PROVIDED DATA –
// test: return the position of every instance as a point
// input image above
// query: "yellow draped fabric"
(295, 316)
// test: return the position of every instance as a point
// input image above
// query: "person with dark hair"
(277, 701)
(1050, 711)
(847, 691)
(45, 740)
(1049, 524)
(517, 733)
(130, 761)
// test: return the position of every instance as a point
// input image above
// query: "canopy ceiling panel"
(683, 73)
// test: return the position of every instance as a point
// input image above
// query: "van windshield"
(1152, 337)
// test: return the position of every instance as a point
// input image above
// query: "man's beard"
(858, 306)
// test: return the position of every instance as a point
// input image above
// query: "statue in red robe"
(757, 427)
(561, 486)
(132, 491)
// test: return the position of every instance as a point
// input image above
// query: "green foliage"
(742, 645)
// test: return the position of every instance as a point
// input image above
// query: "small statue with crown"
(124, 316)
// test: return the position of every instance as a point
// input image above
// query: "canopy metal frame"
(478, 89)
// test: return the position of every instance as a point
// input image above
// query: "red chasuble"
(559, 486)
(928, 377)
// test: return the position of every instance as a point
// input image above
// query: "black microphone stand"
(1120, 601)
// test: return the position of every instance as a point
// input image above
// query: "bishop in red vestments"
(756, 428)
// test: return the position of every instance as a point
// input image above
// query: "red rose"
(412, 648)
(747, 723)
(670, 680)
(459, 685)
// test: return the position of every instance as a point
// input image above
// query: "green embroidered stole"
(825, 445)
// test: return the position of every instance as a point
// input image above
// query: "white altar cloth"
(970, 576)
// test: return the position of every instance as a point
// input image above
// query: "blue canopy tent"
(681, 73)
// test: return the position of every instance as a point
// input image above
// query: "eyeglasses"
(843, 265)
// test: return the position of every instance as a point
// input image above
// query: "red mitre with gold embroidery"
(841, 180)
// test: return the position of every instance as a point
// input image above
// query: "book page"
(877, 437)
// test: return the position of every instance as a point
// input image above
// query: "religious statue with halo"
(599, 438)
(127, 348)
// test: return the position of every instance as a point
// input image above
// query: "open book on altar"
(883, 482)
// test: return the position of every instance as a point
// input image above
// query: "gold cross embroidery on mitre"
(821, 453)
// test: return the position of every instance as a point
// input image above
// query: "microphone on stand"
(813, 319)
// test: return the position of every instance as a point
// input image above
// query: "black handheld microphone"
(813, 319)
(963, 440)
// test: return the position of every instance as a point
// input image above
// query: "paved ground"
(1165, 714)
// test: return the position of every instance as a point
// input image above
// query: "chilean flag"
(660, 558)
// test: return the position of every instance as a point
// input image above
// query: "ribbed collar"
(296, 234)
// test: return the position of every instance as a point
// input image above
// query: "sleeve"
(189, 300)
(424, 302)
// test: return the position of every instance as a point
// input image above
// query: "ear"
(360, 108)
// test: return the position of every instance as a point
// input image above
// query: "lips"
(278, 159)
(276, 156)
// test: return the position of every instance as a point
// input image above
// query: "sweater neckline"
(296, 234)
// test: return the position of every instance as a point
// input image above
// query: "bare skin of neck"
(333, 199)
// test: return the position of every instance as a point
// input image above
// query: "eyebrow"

ACTIVITY – Repeat the records above exactly, with nothing left out.

EXERCISE OUTPUT –
// test: return the position of every instance as a point
// input image above
// query: "yellow draped fabric"
(295, 316)
// test: return the position of every instance as a point
// input image above
// query: "person with dark hair"
(277, 701)
(1050, 711)
(847, 691)
(45, 740)
(1049, 524)
(517, 733)
(130, 761)
// test: return the position of every instance as a point
// input image above
// query: "canopy ceiling panel"
(683, 73)
// test: return the position of every instance as a point
// input image above
// query: "van windshield"
(1152, 337)
// test: return the position of every instance as a point
// input image above
// query: "man's beard"
(858, 306)
// test: return the position of every instance as a point
// input image above
// query: "statue in red robe"
(757, 427)
(561, 486)
(132, 491)
// test: return the position of every instance as a point
// input image above
// query: "green foliage"
(742, 645)
// test: return the position of every instance as a point
// input image above
// query: "small statue with crown"
(124, 316)
// test: return the position of every instance as a point
// input image above
// query: "canopy metal frame"
(478, 89)
// test: return the position of every instance as a point
// input image above
// query: "red chasuble"
(559, 486)
(928, 377)
// test: return the position of every instance as a point
// input image above
// query: "black microphone stand"
(1120, 601)
// test: return the position of every instance as a point
// input image above
// query: "bishop in red vestments"
(756, 428)
// test: return the position of every instance as a point
// input image above
// query: "red rose"
(412, 648)
(747, 723)
(670, 680)
(459, 685)
// test: return the position of every instance as a point
// input image above
// query: "green embroidered stole"
(825, 445)
// test: return the position of every instance as a point
// input image above
// query: "white altar cloth"
(970, 576)
// test: return the position of every instance as a point
// input image above
// query: "blue canopy tent"
(681, 73)
// test: return the position of every instance as a point
// input image above
// query: "eyeglasses"
(843, 265)
// test: return the position of every instance as a point
// input image above
// query: "red mitre with gold embroidery"
(841, 180)
// test: return the position of every instance as a point
// input image above
// query: "book page"
(877, 437)
// test: return the position of every instance as a point
// input image above
// query: "religious statue with halo"
(599, 438)
(127, 348)
// test: return the position of every instance as a point
// input image above
// query: "open book on altar"
(883, 482)
// test: return the position of every instance as a point
// input image above
// query: "gold cross embroidery on mitre"
(821, 453)
// test: return the position of every instance as a point
// input image above
// query: "microphone on stand"
(813, 319)
// test: return the position of every instance as a point
// input image above
// query: "black handheld microphone"
(813, 319)
(963, 440)
// test: return the position of every instance as a point
// input image above
// query: "paved ground"
(1165, 714)
// test: return the position of every instance as a point
// input image above
// query: "chilean flag"
(660, 558)
// test: return the position of every instance as a point
// input image above
// query: "ribbed collar"
(296, 234)
// test: return the position of every instance as a point
// input image above
// query: "sleeve"
(189, 300)
(424, 302)
// test: return the position of every instance as a point
// input image above
// query: "ear"
(360, 108)
// test: return the position of every instance as a point
// input image above
// query: "lips"
(278, 159)
(276, 156)
// test: return the position of every instance as a point
// input image above
// query: "sweater neckline"
(296, 234)
// test: return the position of every instance as a point
// input image above
// query: "bare skin of neck"
(333, 199)
// test: return the position of every instance as a point
// input image above
// query: "eyebrow"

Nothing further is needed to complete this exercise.